(About this exercise):
Answer these questions using the blog excerpt below.
1. How many years before the post was the cartoon used as this week's sneak peek drawn?
2. Which Republican senator did Elizabeth Warren name when asked which Republican in the Senate she could work with?
3. Which retiring senator are Tommy Thompson and Tammy Baldwin running to succeed?

(Given text):
Or don't you think these four would be ideal as zombie Mary Ann, Ginger, Skipper and Gilligan?

Monday, October 8, 2012

This Week's Sneak Peek. Sort of

Instead of the usual snippet from a corner of this week's Q Syndicate cartoon, this week's sneak peek is a cartoon I drew for the syndicate 14 years ago.

Wednesday, October 3, 2012

QToon: Tommy v. Tammy

National media attention this week has been on tonight's debate between President Barack Obama and Bain Capitalist Mitt Romney. Less attention gets paid to the congressional and senatorial debates around the country, by and large, although the Elizabeth Warren v. Scott Brown debate over the weekend did get some tongues wagging.

(As an aside: I don't buy the media spin that it was a gaffe when Warren started to answer a question about which Republican now in the Senate she could work with on major issues by citing Dick Lugar. Dick Lugar is "now in the Senate," as David Gregory phrased the question, even if Lugar won't be there once the next Congress is sworn in. And while a Democrat might be able to work with, say, Marco Rubio on immigration reform, or Rand Paul on limiting government surveillance of private citizens, on "major issues," the Republicans who will be calling the shots if Scott Brown is reelected have no interest whatsoever in working with any Democrats.)

Last Friday in the race to succeed retiring Senator Herb Kohl, former Wisconsin Governor Tommy Thompson and Madison area Congressman Tammy Baldwin met in what was billed as a debate. It was no such thing; the format consisted them taking turns answering questions from four TV/radio people. They each got to give one answer to each question, and there was no opportunity for rebuttal or response to each other. The one time a questioner asked what he called a follow-up question, he changed the subject from abortion to marriage equality. Well, that's not a follow-up question; that's a question asked out of turn.

(Recorded data):
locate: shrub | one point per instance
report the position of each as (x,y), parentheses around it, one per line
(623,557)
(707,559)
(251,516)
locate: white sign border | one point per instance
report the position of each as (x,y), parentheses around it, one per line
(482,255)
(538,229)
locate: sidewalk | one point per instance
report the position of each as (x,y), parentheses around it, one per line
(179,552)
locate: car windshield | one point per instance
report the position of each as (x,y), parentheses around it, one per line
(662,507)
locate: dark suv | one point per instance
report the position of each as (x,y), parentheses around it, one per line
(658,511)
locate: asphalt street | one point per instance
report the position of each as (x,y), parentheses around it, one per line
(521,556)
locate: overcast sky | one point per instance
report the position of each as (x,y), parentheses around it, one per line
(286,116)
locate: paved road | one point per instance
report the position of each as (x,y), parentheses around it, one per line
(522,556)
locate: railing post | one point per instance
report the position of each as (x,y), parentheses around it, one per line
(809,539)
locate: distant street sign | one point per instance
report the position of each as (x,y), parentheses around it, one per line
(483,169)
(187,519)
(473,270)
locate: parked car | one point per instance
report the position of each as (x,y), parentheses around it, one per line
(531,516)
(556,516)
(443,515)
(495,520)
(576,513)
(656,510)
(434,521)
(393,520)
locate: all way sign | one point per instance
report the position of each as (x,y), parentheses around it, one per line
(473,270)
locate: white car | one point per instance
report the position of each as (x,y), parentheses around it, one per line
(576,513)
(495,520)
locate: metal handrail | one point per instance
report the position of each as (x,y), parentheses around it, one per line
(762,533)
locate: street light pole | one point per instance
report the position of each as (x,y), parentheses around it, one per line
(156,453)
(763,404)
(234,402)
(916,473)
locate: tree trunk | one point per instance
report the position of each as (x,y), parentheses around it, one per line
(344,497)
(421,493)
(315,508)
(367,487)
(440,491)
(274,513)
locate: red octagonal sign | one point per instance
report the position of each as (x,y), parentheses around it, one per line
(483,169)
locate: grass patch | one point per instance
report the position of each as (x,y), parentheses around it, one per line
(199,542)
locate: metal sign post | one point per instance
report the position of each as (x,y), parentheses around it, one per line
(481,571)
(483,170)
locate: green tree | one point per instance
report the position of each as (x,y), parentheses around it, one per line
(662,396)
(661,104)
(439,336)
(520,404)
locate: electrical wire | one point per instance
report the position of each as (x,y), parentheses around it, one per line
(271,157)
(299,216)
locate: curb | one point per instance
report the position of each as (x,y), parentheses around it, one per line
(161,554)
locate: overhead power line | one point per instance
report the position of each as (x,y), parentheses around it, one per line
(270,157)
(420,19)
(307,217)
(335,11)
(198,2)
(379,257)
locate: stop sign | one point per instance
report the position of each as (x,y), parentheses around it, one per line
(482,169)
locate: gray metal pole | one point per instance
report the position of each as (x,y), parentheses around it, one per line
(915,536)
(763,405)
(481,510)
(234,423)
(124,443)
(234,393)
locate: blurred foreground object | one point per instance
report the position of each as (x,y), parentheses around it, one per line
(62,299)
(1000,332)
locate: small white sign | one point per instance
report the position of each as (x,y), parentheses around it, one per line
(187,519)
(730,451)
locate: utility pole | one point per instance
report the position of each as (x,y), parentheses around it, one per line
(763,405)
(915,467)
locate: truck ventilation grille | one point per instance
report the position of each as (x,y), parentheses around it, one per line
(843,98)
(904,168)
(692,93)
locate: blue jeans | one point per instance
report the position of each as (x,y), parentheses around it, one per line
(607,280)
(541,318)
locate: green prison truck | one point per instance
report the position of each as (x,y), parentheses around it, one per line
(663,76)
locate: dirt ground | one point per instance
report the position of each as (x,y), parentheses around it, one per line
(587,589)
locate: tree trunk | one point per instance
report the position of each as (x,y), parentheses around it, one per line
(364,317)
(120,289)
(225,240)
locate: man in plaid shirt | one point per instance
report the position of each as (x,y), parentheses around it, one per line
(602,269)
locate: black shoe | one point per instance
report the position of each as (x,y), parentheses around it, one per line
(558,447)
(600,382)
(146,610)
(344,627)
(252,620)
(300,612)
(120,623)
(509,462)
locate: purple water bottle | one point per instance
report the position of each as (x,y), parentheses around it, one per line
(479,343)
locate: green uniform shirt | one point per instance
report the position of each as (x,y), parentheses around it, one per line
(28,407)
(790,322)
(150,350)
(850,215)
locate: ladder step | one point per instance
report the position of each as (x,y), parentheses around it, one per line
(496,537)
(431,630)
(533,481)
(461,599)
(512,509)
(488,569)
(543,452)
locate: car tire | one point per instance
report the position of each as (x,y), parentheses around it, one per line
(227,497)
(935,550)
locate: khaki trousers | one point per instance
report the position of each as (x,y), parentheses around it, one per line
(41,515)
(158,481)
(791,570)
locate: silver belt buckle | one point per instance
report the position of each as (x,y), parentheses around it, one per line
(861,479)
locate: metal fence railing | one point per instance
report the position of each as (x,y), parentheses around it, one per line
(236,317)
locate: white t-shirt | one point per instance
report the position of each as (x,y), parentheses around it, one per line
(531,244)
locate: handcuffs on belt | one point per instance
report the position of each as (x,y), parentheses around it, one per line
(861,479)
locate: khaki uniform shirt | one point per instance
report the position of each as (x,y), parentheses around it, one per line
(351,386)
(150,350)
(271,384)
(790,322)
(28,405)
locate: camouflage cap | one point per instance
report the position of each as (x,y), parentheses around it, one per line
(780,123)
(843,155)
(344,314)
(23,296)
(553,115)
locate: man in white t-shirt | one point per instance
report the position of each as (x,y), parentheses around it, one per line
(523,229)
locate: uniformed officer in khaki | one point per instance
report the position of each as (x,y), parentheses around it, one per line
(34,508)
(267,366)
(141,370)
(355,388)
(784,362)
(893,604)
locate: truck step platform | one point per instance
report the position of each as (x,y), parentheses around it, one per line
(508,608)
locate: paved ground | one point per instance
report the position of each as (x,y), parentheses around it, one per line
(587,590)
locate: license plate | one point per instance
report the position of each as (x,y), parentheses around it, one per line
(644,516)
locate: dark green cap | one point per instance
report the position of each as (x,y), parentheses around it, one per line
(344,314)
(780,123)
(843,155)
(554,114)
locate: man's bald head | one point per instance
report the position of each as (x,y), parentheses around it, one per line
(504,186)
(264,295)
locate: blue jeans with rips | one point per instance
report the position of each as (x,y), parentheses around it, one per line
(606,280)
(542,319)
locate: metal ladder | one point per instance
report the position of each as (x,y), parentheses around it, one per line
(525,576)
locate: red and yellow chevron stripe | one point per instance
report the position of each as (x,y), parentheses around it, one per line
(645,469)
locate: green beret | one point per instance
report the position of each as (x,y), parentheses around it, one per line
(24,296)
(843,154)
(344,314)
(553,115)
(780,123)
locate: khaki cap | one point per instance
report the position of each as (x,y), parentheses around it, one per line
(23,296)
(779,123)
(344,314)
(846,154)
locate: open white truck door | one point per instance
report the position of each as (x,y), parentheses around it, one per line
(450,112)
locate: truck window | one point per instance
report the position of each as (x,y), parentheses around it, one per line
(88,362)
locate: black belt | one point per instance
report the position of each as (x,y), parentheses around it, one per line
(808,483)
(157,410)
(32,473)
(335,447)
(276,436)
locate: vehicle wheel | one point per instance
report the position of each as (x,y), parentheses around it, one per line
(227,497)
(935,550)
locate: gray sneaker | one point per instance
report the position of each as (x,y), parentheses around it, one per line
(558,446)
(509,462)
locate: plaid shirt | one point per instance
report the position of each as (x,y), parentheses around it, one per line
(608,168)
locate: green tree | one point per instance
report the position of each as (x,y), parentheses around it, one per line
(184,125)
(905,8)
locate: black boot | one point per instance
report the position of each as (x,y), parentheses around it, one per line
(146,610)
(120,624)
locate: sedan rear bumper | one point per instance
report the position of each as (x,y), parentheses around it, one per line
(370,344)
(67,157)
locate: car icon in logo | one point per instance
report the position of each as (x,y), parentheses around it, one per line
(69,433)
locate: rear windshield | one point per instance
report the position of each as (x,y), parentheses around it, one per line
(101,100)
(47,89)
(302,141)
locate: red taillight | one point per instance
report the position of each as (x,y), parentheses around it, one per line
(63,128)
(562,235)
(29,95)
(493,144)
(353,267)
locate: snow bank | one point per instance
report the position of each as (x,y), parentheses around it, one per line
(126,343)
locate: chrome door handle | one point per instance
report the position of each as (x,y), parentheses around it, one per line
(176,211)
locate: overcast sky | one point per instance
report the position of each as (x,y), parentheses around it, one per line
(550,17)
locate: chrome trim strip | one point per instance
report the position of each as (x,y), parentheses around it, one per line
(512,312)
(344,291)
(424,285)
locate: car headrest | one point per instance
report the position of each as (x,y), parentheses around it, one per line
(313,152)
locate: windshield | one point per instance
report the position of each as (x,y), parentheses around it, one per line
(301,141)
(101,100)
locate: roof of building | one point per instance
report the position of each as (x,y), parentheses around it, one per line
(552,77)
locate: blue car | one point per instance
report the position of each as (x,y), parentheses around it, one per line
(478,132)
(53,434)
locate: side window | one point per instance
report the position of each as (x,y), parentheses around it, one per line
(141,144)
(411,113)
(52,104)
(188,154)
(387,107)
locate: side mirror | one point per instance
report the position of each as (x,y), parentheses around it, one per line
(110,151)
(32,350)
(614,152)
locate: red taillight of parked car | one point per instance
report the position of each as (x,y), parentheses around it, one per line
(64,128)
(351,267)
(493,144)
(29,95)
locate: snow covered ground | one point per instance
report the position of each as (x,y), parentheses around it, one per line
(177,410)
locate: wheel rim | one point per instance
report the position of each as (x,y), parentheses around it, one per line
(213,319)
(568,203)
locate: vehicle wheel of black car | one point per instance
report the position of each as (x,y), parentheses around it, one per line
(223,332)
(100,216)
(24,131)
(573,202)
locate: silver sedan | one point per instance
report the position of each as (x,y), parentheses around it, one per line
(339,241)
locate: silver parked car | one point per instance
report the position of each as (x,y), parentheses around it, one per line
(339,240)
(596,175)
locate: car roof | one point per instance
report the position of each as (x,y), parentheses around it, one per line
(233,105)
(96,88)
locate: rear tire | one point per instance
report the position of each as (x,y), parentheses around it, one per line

(Task result):
1. 14 years
2. Dick Lugar
3. Herb Kohl